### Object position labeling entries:
=-=-=-=-=
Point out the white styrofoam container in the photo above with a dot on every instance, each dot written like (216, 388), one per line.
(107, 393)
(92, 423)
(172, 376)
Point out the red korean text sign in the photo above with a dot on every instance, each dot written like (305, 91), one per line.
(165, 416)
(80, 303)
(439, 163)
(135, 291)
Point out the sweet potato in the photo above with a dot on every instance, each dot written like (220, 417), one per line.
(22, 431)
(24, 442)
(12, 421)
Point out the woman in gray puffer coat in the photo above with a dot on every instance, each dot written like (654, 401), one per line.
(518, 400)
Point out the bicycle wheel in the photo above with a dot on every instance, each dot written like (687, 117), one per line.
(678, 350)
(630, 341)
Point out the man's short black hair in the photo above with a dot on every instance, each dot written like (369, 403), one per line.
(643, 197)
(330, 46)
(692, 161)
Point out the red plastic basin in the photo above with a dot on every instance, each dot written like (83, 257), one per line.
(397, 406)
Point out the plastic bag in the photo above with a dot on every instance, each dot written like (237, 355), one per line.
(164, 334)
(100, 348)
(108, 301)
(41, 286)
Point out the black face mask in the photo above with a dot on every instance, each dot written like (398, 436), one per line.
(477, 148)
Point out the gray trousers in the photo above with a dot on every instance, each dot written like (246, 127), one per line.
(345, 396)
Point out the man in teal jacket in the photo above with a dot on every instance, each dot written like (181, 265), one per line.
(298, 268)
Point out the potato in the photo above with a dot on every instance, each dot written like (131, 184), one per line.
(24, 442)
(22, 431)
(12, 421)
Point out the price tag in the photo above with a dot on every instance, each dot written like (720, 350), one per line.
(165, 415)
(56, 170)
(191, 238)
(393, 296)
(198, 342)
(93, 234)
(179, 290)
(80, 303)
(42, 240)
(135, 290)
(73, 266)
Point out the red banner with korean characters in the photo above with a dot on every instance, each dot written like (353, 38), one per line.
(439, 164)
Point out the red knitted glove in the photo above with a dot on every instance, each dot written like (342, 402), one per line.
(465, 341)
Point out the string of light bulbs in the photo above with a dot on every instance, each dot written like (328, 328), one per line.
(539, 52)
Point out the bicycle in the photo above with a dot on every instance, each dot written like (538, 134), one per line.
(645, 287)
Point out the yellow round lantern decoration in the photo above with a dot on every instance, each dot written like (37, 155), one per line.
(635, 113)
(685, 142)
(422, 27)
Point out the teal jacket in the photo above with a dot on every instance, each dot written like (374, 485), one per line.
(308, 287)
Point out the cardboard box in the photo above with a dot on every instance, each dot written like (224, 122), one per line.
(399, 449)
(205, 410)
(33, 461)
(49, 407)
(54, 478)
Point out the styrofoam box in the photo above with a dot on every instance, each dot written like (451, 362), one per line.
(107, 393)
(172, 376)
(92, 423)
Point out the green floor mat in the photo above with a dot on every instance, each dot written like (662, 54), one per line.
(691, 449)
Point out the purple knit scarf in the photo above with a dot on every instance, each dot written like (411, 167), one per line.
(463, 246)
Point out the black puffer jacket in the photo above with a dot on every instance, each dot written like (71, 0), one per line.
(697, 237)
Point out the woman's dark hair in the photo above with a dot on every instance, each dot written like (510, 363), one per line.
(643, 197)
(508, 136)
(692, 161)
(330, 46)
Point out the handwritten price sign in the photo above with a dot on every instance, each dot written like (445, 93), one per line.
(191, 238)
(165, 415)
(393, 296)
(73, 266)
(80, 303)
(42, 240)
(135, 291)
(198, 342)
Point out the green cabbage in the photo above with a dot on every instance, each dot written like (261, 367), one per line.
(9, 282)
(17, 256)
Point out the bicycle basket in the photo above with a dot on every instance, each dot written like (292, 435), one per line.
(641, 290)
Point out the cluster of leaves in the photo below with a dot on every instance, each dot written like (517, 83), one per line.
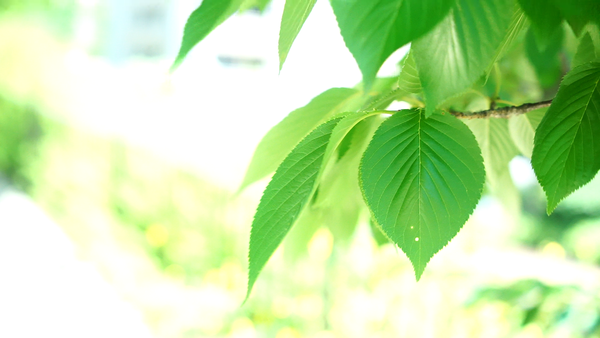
(421, 171)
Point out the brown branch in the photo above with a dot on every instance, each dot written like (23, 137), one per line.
(503, 112)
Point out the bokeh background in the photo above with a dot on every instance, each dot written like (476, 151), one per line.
(119, 215)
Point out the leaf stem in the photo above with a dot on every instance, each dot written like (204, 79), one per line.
(503, 112)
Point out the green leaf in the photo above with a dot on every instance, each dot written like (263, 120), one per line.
(497, 147)
(296, 241)
(566, 152)
(294, 15)
(374, 29)
(340, 199)
(589, 46)
(579, 12)
(546, 62)
(545, 17)
(378, 234)
(291, 188)
(282, 138)
(202, 21)
(463, 47)
(504, 190)
(586, 51)
(285, 197)
(522, 130)
(408, 80)
(258, 4)
(422, 179)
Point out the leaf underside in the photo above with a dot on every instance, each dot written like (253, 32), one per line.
(374, 29)
(566, 153)
(285, 197)
(282, 138)
(295, 14)
(209, 15)
(459, 50)
(422, 179)
(522, 130)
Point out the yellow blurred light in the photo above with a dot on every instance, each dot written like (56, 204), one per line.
(175, 271)
(242, 328)
(321, 244)
(554, 249)
(288, 332)
(282, 307)
(531, 330)
(309, 306)
(157, 235)
(325, 334)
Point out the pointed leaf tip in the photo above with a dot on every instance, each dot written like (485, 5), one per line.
(566, 152)
(422, 179)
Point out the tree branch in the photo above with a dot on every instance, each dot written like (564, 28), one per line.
(503, 112)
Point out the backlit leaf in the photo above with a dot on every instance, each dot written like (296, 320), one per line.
(202, 21)
(282, 138)
(408, 80)
(285, 197)
(292, 186)
(422, 179)
(589, 46)
(522, 130)
(374, 29)
(294, 15)
(546, 61)
(497, 147)
(545, 17)
(459, 50)
(566, 152)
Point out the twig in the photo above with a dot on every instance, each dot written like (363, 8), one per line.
(503, 112)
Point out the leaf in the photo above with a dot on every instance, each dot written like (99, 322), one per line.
(545, 17)
(579, 12)
(408, 80)
(202, 21)
(522, 130)
(378, 235)
(421, 179)
(292, 186)
(589, 46)
(374, 29)
(282, 138)
(566, 151)
(586, 51)
(295, 13)
(546, 62)
(285, 197)
(462, 47)
(497, 147)
(296, 241)
(504, 190)
(340, 200)
(261, 5)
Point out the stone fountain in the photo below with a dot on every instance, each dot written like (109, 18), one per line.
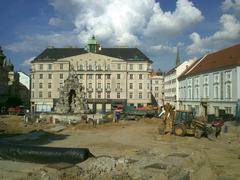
(72, 103)
(72, 98)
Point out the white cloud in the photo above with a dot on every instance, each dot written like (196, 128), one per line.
(37, 42)
(27, 62)
(164, 48)
(228, 34)
(126, 22)
(229, 5)
(182, 18)
(141, 23)
(54, 21)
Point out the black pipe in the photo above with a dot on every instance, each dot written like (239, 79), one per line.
(43, 155)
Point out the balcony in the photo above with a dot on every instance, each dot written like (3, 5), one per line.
(98, 89)
(118, 89)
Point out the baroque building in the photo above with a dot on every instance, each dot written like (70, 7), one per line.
(12, 92)
(212, 83)
(171, 83)
(109, 76)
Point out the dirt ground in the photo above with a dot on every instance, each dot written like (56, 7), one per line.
(129, 150)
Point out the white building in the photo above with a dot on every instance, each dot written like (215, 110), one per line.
(212, 83)
(110, 76)
(171, 84)
(157, 88)
(24, 79)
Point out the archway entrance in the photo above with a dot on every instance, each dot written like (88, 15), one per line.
(71, 97)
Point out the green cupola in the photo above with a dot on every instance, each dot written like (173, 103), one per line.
(2, 57)
(92, 45)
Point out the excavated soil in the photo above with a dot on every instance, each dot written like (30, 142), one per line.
(128, 150)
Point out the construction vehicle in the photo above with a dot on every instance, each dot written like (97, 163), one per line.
(186, 124)
(130, 111)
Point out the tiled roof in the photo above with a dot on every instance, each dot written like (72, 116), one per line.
(222, 59)
(52, 54)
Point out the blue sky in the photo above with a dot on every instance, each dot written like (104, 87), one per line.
(158, 28)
=-=-=-=-=
### The problem:
Reproduce every line from the line containing "Point out the blue" through the end of the data, adding -113 to each coordinate in the answers and leaving every other number as it is.

### Written reply:
Point out the blue sky in the photo above with a dot on every instance, each dot written like (104, 87), one per line.
(45, -85)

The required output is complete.